- [Selected extract]
There are two major differences between the current crisis in the euro area and that of 2009-2012. Firstly, the coronavirus and the containment measures implemented by the countries of the euro area represent a much greater economic shock than the previous crisis. In 2009, the GDP of the euro area fell by 4.5% compared to 2008, whereas this year the fall may well be twice as deep. Secondly, the economic impact of the coronavirus is quite symmetrical and will affect all euro area economies to a similar degree. These two characteristics of the current crisis justify both risk-sharing mechanisms between countries and coordination between fiscal policy and monetary policy.

A differing response at the national level

The scale of this crisis has given rise to unprecedented national responses. National governments have adopted a wide variety of measures aimed at cushioning the impact of the crisis on firms and households. The most prominent measures include programmes of guarantees for bank loans and lines of credit through national development banks, temporary employment reduction measures (such as ERTEs in Spain or the Kurzarbeitgeld in Germany), deferrals of tax payments and, in some cases, direct payments to citizens and direct subsidies to companies. These measures will entail a significant increase in European countries’ level of public debt. For this reason, the magnitude of the economic response thus far has been very different between countries depending on the strength of the public accounts. In Spain and Italy, for example, both the guarantee programmes and the direct expenditure have been much more timid than in Germany, which has announced unlimited guarantees for loans to SMEs, among other measures.

Without risk-sharing mechanisms between European countries, this discrepancy between the national responses constitutes a distortion of the single market and could lead to an asymmetric recovery and a deepening of the economic disparities in the euro area, which in turn could put the very existence of the monetary union at risk.

[Saved data entries]
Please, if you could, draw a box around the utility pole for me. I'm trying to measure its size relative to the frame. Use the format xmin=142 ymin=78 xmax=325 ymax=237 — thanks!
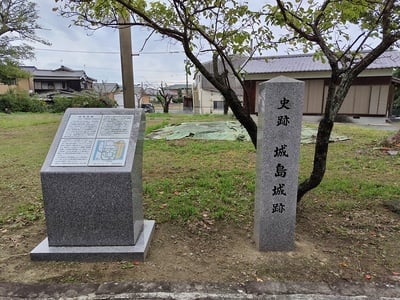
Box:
xmin=118 ymin=16 xmax=135 ymax=108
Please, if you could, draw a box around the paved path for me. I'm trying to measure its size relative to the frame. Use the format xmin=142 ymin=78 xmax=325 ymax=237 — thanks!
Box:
xmin=0 ymin=282 xmax=400 ymax=300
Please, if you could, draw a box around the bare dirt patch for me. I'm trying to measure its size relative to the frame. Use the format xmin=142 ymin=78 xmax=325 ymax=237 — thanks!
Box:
xmin=0 ymin=204 xmax=400 ymax=283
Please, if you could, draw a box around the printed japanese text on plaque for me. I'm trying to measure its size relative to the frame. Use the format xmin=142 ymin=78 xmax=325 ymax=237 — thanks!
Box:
xmin=51 ymin=115 xmax=133 ymax=167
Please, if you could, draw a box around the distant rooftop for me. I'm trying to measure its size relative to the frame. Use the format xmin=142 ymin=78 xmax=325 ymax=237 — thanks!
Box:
xmin=21 ymin=66 xmax=96 ymax=81
xmin=243 ymin=51 xmax=400 ymax=74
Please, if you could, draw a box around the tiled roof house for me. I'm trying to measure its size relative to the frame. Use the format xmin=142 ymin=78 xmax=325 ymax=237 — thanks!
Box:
xmin=21 ymin=66 xmax=96 ymax=93
xmin=243 ymin=51 xmax=400 ymax=116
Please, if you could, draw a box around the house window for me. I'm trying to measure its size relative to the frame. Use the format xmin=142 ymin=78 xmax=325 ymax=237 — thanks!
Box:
xmin=213 ymin=101 xmax=224 ymax=110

- [Problem details] Write out the euro area crisis passage word for word, everything from "Without risk-sharing mechanisms" down to "union at risk.". These rows were taken from a different source than the passage.

- [Task solution]
Without risk-sharing mechanisms between European countries, this discrepancy between the national responses constitutes a distortion of the single market and could lead to an asymmetric recovery and a deepening of the economic disparities in the euro area, which in turn could put the very existence of the monetary union at risk.